Testo.
========

21 Settembre 2023

Tassi e Prestiti: dopo le Banche, Stress-Test per Imprese

di Giuseppe Gaetano, editor in chief

Dopo le banche, lo “stress-test” lo stanno facendo anche le Pmi. E non è detto che lo superino tutte: anche se il decimo rialzo del consecutivo del costo del denaro di altri 25 punti base da parte della Bce fosse l’ultimo, la “rosea” prospettiva di mantenerlo comunque su livelli elevati un bel po’ prima di un taglio, non è proprio il massimo per le piccole e medie imprese italiane.

I costi sempre più alti gravano sulla domanda di credito di micro e Pmi – specie se già alle prese con le vecchie rate maggiorate – ma, necessariamente, anche sulla disponibilità degli istituti a concederlo. Prima dell’ultimo bollettino della Banca d’Italia, già Unimpresa aveva già certificato il rischio credit crunch: secondo i calcoli del centro studi a maggio i prestiti al settore privato erano calati di 12 miliardi di euro, a 1.701 mld, e 7 riguardavano finanziamenti alle aziende. Queste, per quanto riescano a pescare nei propri accantonamenti, sono molto più in crisi di liquidità delle famiglie: per loro i tassi sono quasi triplicati dall’1,79% di luglio 2022 – quand’è partita la serie di rialzi di Francoforte – al 4,82% di luglio 2023; contemporaneamente per i consumatori l’aumento è stato decisamente più contenuto, dal 2,71 al 4,06%. Nel weekend è seguito il bollettino ABI che, aggiornato a agosto, ha fotografato con percentuali diverse il medesimo trend: il mese scorso il tasso medio sul totale dei prestiti a famiglie e imprese è salito al 4,48 dal 4,42% di luglio; mentre i finanziamenti sono scesi di un ulteriore 3,3% annuo (-2,2% a luglio), in particolare per le imprese (-4%). In questo report, però, è il tasso medio praticato alle imprese a limarsi – dal 5,095 al 5,03% – anziché quello sui mutui immobiliari rilevato da via Nazionale.

========

Record forniti.
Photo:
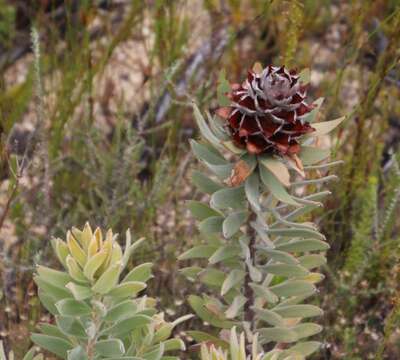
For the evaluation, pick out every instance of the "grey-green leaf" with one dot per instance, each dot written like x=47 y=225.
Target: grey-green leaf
x=296 y=232
x=277 y=334
x=233 y=222
x=229 y=198
x=107 y=280
x=121 y=311
x=53 y=344
x=224 y=253
x=292 y=288
x=269 y=316
x=280 y=256
x=198 y=252
x=304 y=245
x=310 y=155
x=211 y=225
x=233 y=278
x=275 y=187
x=72 y=307
x=302 y=310
x=204 y=183
x=203 y=153
x=110 y=347
x=141 y=272
x=252 y=190
x=286 y=270
x=312 y=260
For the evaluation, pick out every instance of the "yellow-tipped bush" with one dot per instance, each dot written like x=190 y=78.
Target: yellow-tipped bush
x=97 y=315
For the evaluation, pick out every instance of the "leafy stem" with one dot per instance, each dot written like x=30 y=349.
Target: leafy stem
x=248 y=291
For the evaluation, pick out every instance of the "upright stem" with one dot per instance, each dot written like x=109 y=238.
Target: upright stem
x=248 y=291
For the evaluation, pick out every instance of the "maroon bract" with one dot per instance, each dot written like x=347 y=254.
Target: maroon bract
x=268 y=112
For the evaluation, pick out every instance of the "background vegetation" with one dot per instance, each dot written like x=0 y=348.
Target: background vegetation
x=97 y=127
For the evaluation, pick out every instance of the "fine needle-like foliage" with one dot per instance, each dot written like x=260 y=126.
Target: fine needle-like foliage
x=97 y=314
x=267 y=169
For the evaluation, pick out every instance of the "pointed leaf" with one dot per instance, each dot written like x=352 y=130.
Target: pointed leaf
x=224 y=253
x=275 y=187
x=94 y=263
x=127 y=289
x=264 y=293
x=286 y=270
x=229 y=198
x=306 y=330
x=211 y=225
x=233 y=222
x=79 y=292
x=204 y=128
x=204 y=183
x=198 y=252
x=325 y=127
x=306 y=348
x=70 y=326
x=292 y=288
x=310 y=155
x=269 y=316
x=109 y=347
x=277 y=334
x=237 y=305
x=203 y=153
x=141 y=272
x=72 y=307
x=301 y=311
x=280 y=256
x=125 y=326
x=303 y=245
x=252 y=190
x=312 y=261
x=200 y=210
x=234 y=278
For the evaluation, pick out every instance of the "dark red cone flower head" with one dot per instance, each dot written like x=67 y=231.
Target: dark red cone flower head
x=268 y=111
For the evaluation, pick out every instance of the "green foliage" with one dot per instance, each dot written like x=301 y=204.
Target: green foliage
x=99 y=316
x=263 y=266
x=361 y=245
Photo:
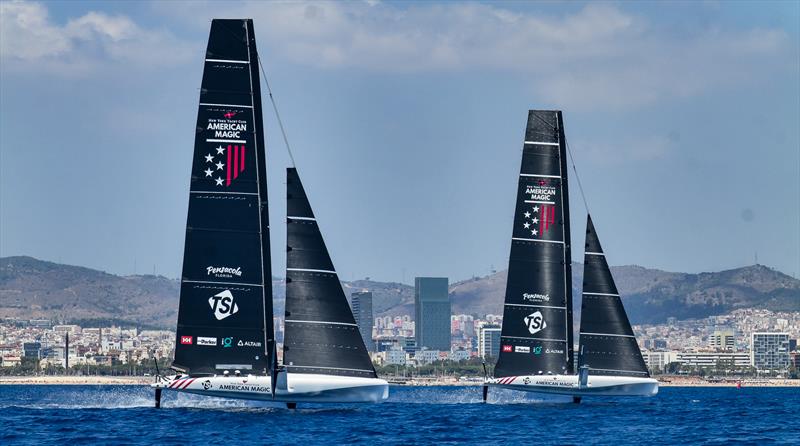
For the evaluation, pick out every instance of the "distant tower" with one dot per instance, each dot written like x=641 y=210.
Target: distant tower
x=432 y=313
x=362 y=311
x=66 y=352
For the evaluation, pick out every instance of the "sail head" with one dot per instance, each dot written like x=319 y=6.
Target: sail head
x=607 y=343
x=225 y=309
x=536 y=336
x=321 y=335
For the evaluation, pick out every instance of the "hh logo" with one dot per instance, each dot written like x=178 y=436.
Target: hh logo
x=222 y=305
x=535 y=322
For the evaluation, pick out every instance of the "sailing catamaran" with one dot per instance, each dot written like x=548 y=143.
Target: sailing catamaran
x=536 y=353
x=225 y=339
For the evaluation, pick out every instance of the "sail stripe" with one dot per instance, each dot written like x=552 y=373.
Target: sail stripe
x=228 y=61
x=533 y=337
x=228 y=170
x=226 y=140
x=221 y=192
x=540 y=202
x=210 y=282
x=608 y=334
x=535 y=240
x=226 y=105
x=538 y=175
x=536 y=306
x=307 y=270
x=638 y=372
x=321 y=322
x=330 y=368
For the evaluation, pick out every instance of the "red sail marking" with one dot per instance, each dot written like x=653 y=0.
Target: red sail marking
x=235 y=162
x=229 y=166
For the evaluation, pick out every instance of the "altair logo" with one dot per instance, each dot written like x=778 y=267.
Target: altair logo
x=535 y=322
x=222 y=305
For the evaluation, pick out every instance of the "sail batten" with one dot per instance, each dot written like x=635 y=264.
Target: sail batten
x=321 y=335
x=536 y=336
x=607 y=343
x=225 y=310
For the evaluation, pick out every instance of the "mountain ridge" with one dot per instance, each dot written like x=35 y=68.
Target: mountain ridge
x=32 y=288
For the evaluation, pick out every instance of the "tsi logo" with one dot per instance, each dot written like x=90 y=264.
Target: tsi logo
x=206 y=341
x=535 y=322
x=223 y=305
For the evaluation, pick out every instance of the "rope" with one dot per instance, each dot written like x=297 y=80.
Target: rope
x=275 y=108
x=569 y=152
x=580 y=186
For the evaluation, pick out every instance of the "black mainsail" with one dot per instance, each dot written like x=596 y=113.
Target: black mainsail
x=225 y=312
x=321 y=335
x=607 y=343
x=537 y=316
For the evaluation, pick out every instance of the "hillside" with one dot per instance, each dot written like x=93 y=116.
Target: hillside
x=31 y=288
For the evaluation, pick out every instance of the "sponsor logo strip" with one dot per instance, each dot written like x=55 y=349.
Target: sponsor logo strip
x=507 y=380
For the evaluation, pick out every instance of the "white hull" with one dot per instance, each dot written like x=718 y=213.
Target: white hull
x=569 y=385
x=290 y=388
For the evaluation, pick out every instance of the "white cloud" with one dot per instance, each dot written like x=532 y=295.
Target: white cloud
x=597 y=57
x=31 y=42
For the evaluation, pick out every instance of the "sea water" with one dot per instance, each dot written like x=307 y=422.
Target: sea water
x=41 y=414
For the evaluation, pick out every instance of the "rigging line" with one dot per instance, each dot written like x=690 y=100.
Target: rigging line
x=577 y=177
x=275 y=107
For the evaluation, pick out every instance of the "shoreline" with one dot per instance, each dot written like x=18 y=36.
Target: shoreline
x=146 y=380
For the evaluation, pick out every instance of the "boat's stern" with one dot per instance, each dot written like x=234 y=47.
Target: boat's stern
x=303 y=387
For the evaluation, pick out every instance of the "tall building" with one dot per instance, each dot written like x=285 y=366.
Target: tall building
x=489 y=341
x=723 y=340
x=769 y=351
x=432 y=311
x=362 y=310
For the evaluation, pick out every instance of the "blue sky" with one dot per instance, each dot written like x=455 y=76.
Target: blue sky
x=406 y=121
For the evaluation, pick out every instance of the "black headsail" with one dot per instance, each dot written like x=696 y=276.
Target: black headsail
x=321 y=335
x=225 y=312
x=537 y=316
x=607 y=343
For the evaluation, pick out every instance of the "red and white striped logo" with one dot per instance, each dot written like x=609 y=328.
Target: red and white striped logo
x=506 y=380
x=181 y=383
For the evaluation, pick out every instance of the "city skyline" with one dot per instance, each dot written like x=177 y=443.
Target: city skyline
x=410 y=139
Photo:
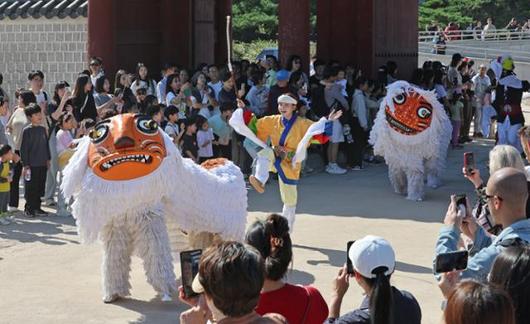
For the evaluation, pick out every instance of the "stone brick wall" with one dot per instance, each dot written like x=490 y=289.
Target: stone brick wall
x=57 y=47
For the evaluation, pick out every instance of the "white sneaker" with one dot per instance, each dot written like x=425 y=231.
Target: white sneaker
x=333 y=168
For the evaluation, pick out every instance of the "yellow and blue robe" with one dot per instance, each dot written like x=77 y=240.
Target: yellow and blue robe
x=285 y=133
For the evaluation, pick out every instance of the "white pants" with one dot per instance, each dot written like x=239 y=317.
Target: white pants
x=288 y=193
x=508 y=134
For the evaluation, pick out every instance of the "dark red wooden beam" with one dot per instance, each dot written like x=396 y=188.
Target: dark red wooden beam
x=294 y=29
x=101 y=32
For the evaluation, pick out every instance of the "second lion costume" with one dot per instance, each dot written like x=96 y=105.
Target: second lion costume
x=412 y=132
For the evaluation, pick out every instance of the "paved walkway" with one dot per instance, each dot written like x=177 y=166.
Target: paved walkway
x=46 y=276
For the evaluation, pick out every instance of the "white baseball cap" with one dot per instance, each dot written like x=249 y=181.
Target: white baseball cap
x=372 y=252
x=287 y=99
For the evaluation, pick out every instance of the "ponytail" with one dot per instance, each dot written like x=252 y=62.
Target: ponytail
x=381 y=299
x=271 y=238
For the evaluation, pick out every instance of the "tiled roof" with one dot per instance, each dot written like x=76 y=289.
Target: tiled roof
x=43 y=8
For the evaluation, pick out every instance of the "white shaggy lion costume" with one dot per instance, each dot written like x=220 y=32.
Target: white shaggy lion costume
x=125 y=177
x=412 y=132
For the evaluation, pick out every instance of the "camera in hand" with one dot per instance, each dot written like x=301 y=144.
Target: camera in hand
x=349 y=264
x=451 y=261
x=189 y=263
x=469 y=162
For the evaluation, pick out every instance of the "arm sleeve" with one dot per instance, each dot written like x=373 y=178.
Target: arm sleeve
x=360 y=110
x=337 y=95
x=24 y=147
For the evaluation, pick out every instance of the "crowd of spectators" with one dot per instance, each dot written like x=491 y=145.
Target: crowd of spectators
x=246 y=283
x=193 y=107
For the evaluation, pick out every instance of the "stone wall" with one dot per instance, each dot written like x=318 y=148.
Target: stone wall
x=57 y=47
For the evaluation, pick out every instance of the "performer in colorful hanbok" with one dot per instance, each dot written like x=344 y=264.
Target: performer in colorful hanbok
x=287 y=136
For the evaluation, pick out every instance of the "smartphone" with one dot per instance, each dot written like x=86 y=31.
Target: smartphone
x=461 y=200
x=469 y=161
x=189 y=265
x=349 y=264
x=451 y=261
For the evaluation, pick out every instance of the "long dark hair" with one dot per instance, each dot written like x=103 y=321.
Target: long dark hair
x=511 y=272
x=475 y=302
x=170 y=79
x=271 y=238
x=381 y=299
x=58 y=86
x=290 y=61
x=117 y=84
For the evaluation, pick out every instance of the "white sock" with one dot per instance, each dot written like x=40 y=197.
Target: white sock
x=262 y=169
x=289 y=212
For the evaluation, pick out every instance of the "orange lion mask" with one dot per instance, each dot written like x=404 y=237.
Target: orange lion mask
x=412 y=113
x=125 y=147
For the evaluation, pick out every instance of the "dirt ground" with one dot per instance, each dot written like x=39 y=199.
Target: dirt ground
x=46 y=276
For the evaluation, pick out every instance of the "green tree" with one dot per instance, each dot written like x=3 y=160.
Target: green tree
x=255 y=19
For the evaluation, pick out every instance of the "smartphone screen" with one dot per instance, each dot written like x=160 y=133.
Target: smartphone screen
x=469 y=161
x=349 y=265
x=189 y=263
x=461 y=200
x=451 y=261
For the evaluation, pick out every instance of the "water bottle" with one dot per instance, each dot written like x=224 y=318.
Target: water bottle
x=347 y=133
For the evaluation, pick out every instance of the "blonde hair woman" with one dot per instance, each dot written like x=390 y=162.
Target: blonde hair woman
x=501 y=156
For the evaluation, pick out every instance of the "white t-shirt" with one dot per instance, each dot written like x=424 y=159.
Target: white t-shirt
x=203 y=137
x=172 y=129
x=42 y=97
x=481 y=84
x=216 y=88
x=64 y=139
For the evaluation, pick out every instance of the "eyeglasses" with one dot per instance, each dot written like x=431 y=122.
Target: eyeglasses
x=493 y=196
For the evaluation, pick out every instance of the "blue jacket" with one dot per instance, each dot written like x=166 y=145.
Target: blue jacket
x=484 y=250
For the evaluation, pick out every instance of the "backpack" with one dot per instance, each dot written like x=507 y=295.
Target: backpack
x=318 y=102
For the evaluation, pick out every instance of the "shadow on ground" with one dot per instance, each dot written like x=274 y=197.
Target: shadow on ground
x=46 y=230
x=368 y=192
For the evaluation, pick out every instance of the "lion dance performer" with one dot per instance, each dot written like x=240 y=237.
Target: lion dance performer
x=412 y=132
x=507 y=103
x=125 y=177
x=289 y=136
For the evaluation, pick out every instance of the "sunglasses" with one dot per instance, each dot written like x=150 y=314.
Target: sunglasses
x=493 y=196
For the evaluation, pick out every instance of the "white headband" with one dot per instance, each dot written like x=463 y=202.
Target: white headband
x=287 y=99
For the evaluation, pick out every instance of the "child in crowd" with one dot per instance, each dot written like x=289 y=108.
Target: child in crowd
x=6 y=155
x=456 y=110
x=172 y=129
x=222 y=131
x=35 y=154
x=155 y=112
x=204 y=139
x=189 y=140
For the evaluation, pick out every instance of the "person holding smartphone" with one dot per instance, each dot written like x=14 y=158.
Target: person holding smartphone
x=501 y=156
x=306 y=305
x=506 y=196
x=373 y=261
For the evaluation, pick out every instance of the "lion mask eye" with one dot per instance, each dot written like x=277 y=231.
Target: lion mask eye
x=147 y=126
x=400 y=99
x=424 y=112
x=99 y=133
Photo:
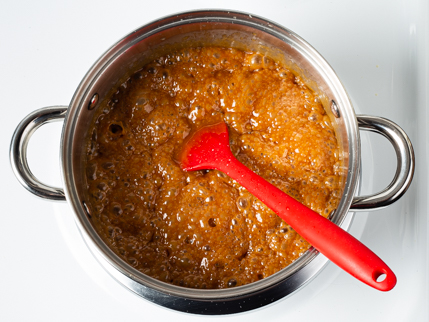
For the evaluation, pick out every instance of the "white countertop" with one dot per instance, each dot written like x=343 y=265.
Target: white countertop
x=379 y=50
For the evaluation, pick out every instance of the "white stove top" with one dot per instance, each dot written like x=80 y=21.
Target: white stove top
x=378 y=49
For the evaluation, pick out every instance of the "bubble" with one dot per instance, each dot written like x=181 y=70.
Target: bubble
x=212 y=222
x=242 y=202
x=232 y=282
x=115 y=128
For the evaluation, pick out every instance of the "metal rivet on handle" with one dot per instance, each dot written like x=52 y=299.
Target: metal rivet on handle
x=93 y=101
x=334 y=109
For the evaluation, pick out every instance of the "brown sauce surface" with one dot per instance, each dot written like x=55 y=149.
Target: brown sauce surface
x=201 y=229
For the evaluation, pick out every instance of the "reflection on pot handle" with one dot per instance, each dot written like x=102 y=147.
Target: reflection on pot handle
x=405 y=166
x=18 y=151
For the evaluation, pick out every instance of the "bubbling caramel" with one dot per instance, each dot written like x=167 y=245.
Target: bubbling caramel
x=201 y=229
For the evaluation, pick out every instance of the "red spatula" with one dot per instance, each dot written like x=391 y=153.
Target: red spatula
x=208 y=148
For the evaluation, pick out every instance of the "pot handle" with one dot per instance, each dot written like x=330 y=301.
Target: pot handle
x=405 y=164
x=18 y=151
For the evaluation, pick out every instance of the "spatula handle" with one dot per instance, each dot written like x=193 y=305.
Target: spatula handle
x=332 y=241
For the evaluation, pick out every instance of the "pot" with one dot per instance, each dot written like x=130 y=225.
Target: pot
x=199 y=28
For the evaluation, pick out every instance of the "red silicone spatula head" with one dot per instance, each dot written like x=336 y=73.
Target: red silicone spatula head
x=206 y=148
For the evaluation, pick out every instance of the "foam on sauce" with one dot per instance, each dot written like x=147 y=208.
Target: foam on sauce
x=201 y=229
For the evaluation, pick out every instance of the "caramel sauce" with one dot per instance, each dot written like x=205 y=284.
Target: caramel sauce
x=201 y=229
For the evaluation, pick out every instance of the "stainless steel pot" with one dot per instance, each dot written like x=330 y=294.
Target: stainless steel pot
x=199 y=28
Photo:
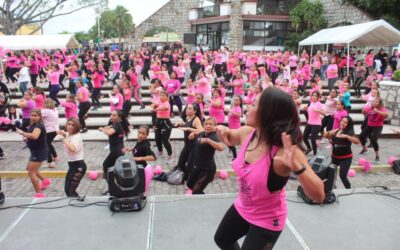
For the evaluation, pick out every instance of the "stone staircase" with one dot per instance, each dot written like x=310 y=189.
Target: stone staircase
x=100 y=117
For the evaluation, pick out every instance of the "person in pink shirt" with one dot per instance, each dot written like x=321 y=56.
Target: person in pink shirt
x=116 y=65
x=164 y=127
x=376 y=117
x=203 y=86
x=38 y=97
x=238 y=85
x=70 y=107
x=266 y=158
x=173 y=88
x=190 y=91
x=54 y=78
x=332 y=73
x=216 y=107
x=116 y=98
x=235 y=113
x=82 y=96
x=98 y=77
x=314 y=122
x=127 y=95
x=339 y=114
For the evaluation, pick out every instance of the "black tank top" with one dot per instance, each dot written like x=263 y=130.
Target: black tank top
x=188 y=124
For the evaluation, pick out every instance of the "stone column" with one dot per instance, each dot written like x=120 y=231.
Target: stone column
x=236 y=26
x=390 y=94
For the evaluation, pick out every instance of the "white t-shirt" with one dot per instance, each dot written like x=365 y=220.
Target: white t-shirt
x=76 y=140
x=24 y=75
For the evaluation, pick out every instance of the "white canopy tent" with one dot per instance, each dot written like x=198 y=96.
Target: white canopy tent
x=375 y=33
x=26 y=42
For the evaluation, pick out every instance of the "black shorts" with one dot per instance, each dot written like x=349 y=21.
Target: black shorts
x=38 y=155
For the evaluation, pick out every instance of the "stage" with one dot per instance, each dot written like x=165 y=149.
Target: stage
x=358 y=221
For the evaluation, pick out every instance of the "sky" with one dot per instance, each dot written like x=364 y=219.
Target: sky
x=83 y=20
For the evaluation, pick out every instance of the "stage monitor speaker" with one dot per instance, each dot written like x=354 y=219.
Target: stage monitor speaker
x=189 y=38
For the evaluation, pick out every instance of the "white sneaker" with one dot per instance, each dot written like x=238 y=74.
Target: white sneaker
x=158 y=154
x=170 y=160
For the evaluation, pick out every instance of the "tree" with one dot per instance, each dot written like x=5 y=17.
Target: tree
x=15 y=14
x=306 y=17
x=158 y=30
x=114 y=23
x=386 y=9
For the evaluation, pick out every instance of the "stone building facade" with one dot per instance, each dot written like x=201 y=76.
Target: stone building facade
x=247 y=24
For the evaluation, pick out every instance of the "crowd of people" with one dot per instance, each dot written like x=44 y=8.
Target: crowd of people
x=277 y=88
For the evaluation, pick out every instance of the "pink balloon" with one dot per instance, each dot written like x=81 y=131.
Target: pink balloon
x=158 y=170
x=93 y=175
x=392 y=159
x=149 y=174
x=367 y=166
x=361 y=161
x=223 y=174
x=188 y=192
x=351 y=173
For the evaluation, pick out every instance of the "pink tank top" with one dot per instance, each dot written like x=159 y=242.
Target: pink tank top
x=255 y=203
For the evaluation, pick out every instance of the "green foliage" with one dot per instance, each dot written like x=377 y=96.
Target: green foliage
x=292 y=40
x=396 y=75
x=158 y=30
x=114 y=23
x=308 y=15
x=386 y=9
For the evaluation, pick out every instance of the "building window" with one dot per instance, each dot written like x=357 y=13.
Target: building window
x=275 y=7
x=213 y=36
x=265 y=33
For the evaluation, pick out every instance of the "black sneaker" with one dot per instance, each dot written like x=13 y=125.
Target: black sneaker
x=2 y=197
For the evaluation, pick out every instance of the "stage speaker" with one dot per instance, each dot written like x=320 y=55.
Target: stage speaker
x=189 y=38
x=326 y=171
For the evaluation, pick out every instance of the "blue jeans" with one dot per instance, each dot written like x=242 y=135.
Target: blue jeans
x=23 y=87
x=54 y=89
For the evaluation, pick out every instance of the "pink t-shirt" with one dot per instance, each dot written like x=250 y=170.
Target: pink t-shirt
x=54 y=77
x=314 y=117
x=117 y=105
x=234 y=121
x=165 y=114
x=338 y=117
x=255 y=203
x=332 y=71
x=191 y=98
x=85 y=94
x=217 y=111
x=203 y=86
x=172 y=85
x=71 y=109
x=39 y=101
x=375 y=119
x=239 y=89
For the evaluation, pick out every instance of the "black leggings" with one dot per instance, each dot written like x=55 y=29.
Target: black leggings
x=327 y=122
x=163 y=132
x=83 y=109
x=313 y=130
x=233 y=227
x=76 y=171
x=52 y=153
x=184 y=159
x=126 y=108
x=357 y=85
x=344 y=165
x=199 y=179
x=110 y=161
x=373 y=133
x=177 y=100
x=95 y=97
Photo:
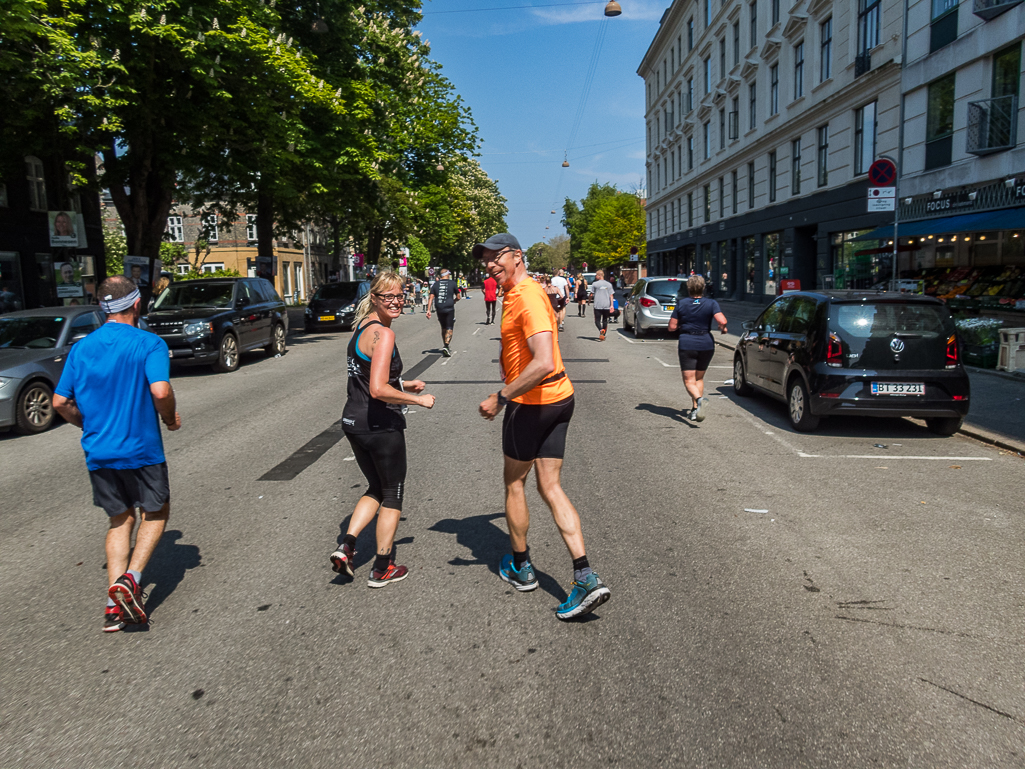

========

Consegna 1. Ricopia senza modifiche le righe dei record dalla riga che contiene "like x=347 y=254." fino alla riga che contiene "x=268 y=112", entrambe incluse.
Consegna 2. Continua l'articolo sui tassi e sui prestiti alle imprese dal punto in cui si ferma.

Soluzione 1.
For the evaluation, pick out every instance of the "maroon bract" with one dot per instance, each dot written like x=347 y=254.
Target: maroon bract
x=268 y=112

Soluzione 2.
Crescono anche le sofferenze nette: 16,5 miliardi di euro a luglio, +2,2 mld da dicembre 2022; nello stesso periodo il rapporto con gli impieghi è passato da 0,81 a 0,97%. L’irrigidimento dei finanziamenti provoca pagamenti in ritardo, liquidazioni e fallimenti. Questi ultimi – per la prima volta da due anni a questa parte – tornano sia pur leggermente a risalire, specie nell’industria manifatturiera: +1,5% annuo la media Cerved del primo semestre, che evidenzia le difficoltà maggiori tra le ditte individuali e in quelle con fatturato tra 2 e 10 milioni, sebbene l’avvitata al rubinetto del credito non riguardi ogni settore e area geografica del Paese. Il presidente di Confartigianato, Marco Granelli, propone al Sole24Ore quattro possibili soluzioni: “Un soggetto pubblico con un ruolo di finanziatore sussidiario per piccole imprese e piccoli importi; una regolamentazione chiara sui termini di pagamento, che non trasformi i piccoli nei finanziatori delle filiere; una riforma della giustizia civile, che dia certezza sul contenzioso relativo ai tempi di pagamento; una riforma del Fondo centrale di garanzia, che torni a tutelare i piccoli. Purtroppo i progetti di cui sentiamo parlare non vanno ancora in questa direzione“.

L’impennata degli interessi accentua certamente lo slancio delle iniziative che favoriscono l’accesso a fonti finanziarie alternative, sia tra Bcc e confidi vicini al territorio che tra fintech digitali e startup alternative, ma nessuno ha il cilindro magico. “Noi continuiamo a ribadire che i finanziamenti devono essere sostenibili – ha detto il presidente di Cassa Centrale Banca, Giorgio Fracalossi, alla recente Fiera del Levante -. Non sostenibili nel breve quando si fa la domanda, bensì sostenibili nel medio lungo periodo, perché per noi valgono gli investimenti che producono ricchezza, reddito e valore“. A tal proposito, da notare il buon riscontro ottenuto in neanche due mesi dal neo Fondo 394 gestito da Simest (gruppo Cdp), che sostiene gli investimenti per la crescita estera delle aziende: 6mila domande – l’80% delle quali da Pmi – per 2,8 mld di prestiti, di cui il 70% destinato a transizione digitale e rafforzamento patrimoniale. E le banche? Anche loro, per certi versi, sono sulla stessa barca.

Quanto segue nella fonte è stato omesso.